- Description of the task -
Starting at the beginning of the records and ending with the line that contains "Detect: white background", write out that part again with "newlines" changed to "line breaks" and nothing else altered. Leave out the pictures.
______________________________
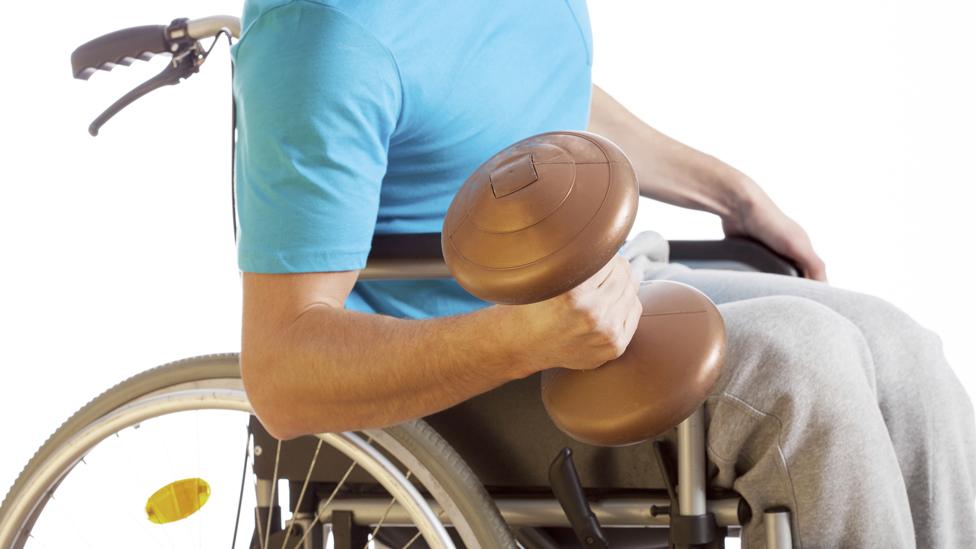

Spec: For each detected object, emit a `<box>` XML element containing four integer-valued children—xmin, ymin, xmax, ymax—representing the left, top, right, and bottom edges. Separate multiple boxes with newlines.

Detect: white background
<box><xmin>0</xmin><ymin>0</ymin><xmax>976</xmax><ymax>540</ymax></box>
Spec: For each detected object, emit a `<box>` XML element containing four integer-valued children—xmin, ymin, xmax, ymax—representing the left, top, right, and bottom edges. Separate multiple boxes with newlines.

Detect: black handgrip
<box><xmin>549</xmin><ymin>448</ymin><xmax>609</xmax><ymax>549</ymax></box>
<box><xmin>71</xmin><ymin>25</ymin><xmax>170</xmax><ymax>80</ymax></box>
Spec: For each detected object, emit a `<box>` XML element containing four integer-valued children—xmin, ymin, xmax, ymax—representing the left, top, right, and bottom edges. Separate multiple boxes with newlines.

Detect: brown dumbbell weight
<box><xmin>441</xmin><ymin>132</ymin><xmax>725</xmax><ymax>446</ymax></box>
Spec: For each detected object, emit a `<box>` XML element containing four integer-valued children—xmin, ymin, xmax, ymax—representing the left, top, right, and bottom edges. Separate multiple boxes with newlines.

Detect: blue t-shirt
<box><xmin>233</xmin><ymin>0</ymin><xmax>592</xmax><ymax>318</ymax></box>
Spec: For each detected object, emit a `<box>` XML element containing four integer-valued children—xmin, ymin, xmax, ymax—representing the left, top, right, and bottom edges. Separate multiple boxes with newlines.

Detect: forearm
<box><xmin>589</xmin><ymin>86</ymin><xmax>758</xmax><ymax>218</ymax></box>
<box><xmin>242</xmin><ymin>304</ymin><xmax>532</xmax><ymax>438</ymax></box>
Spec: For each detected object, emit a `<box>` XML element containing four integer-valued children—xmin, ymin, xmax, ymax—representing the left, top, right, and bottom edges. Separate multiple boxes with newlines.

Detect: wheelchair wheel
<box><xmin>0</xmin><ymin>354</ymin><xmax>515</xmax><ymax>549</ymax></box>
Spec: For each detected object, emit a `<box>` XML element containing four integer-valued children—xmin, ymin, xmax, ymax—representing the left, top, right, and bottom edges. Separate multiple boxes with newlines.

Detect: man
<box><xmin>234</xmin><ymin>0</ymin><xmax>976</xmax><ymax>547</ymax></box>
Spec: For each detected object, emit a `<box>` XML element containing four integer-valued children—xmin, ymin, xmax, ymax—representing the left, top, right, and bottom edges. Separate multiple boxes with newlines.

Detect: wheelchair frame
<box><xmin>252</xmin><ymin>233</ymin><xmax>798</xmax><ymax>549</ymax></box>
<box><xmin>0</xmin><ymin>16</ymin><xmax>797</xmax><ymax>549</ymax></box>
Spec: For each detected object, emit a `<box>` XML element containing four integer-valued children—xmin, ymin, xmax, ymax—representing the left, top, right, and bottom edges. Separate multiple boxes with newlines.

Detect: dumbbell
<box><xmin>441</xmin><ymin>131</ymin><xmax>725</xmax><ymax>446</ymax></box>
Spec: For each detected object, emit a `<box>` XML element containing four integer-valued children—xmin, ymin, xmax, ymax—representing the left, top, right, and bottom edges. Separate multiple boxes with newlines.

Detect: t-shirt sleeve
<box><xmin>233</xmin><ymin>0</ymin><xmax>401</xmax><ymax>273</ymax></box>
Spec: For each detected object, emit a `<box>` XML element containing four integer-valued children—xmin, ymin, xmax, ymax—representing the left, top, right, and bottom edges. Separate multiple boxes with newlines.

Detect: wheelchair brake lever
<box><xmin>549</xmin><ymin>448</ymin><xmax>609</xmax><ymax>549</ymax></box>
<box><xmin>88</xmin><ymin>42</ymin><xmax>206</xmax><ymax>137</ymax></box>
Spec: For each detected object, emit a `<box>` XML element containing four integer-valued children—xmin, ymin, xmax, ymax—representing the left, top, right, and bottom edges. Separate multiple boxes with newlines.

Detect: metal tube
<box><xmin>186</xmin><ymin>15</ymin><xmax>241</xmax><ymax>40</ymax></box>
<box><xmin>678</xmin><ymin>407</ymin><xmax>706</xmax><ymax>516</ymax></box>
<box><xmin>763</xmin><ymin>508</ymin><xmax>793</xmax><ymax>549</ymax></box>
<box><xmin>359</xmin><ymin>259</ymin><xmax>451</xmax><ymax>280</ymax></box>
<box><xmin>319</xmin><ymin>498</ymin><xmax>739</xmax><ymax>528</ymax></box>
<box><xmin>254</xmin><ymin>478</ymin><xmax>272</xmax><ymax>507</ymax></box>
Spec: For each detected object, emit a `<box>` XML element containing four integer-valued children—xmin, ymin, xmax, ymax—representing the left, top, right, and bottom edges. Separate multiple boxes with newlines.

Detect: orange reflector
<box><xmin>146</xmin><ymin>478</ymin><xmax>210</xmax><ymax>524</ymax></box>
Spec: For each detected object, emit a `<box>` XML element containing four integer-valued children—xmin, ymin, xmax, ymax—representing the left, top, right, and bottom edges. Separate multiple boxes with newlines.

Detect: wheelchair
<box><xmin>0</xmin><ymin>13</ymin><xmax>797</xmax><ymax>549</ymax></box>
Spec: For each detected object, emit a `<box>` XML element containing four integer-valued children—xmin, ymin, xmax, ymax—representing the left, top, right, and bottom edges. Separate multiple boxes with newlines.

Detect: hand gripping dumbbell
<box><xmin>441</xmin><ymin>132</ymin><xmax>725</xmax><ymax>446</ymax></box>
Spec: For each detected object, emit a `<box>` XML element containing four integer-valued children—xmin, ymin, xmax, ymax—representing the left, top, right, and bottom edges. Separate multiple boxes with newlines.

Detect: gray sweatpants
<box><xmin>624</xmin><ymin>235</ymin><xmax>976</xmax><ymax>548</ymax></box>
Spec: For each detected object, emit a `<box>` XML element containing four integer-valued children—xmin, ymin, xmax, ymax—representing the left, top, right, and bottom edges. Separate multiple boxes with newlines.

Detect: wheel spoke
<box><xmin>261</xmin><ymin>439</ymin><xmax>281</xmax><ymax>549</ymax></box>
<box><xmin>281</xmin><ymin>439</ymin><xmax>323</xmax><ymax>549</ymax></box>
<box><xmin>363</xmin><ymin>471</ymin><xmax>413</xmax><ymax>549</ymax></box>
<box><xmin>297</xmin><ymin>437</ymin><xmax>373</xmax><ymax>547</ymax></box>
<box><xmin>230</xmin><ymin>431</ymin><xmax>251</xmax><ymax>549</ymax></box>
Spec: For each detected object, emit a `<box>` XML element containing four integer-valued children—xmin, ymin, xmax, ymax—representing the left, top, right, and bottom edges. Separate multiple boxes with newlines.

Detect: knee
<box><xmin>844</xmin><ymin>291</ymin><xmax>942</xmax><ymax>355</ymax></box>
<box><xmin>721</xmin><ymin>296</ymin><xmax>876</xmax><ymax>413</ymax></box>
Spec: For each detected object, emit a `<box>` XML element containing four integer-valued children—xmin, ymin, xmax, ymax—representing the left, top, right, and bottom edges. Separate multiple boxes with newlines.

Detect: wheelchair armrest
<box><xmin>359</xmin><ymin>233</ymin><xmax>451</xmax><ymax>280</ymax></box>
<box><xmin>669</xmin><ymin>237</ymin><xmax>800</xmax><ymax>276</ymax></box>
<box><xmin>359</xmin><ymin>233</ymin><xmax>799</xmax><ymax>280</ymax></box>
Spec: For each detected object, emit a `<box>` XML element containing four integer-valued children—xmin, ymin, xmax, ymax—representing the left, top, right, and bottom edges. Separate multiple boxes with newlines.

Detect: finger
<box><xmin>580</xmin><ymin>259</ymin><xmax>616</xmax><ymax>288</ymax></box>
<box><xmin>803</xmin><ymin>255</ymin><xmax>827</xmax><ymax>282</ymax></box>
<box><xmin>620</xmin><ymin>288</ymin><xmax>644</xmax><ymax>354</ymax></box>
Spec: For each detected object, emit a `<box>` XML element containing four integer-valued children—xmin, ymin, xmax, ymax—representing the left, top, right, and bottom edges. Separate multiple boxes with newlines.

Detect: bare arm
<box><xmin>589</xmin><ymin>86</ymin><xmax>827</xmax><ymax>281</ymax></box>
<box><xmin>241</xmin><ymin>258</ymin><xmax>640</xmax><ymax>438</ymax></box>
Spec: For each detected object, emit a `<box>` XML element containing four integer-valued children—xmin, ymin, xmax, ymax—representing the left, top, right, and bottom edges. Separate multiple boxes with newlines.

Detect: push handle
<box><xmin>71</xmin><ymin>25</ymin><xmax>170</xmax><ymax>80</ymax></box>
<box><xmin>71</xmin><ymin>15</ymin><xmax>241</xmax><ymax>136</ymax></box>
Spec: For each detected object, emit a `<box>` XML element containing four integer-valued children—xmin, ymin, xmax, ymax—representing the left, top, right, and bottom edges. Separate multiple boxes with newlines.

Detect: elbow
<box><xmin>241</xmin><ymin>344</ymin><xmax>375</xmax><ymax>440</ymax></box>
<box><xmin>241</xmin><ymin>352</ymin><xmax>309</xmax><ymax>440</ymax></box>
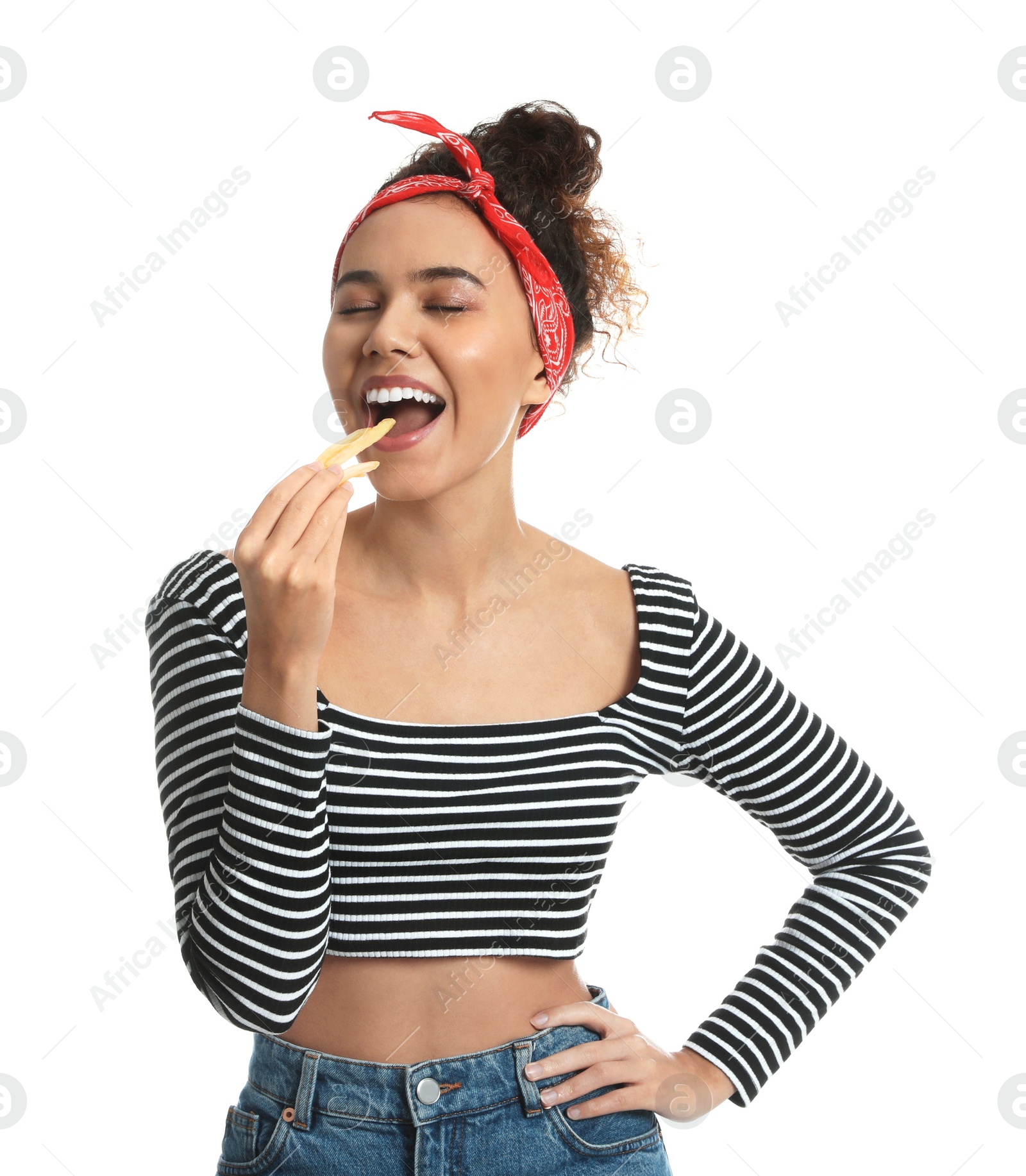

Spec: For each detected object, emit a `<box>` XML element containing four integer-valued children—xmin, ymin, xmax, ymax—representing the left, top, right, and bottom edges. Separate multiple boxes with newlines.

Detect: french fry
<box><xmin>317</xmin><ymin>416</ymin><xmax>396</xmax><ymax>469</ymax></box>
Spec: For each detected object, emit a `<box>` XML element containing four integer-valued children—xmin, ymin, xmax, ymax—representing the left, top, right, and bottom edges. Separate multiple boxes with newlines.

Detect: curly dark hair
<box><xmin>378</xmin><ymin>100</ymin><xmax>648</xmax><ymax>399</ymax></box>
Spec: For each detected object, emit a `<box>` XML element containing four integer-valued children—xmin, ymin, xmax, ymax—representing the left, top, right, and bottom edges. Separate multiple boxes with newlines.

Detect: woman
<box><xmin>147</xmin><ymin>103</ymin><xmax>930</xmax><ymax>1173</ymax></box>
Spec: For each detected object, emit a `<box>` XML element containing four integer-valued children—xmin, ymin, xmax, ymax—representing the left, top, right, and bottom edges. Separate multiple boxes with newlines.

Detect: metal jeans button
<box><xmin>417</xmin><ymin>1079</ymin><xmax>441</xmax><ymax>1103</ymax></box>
______________________________
- Written reply -
Spec: For each detected object, emit a `<box>` XML element containing four integer-valued children—xmin, ymin, xmax, ymax—representing the left, top, right, and bottom edges. Separate multiple boxes with line breaks.

Detect: white background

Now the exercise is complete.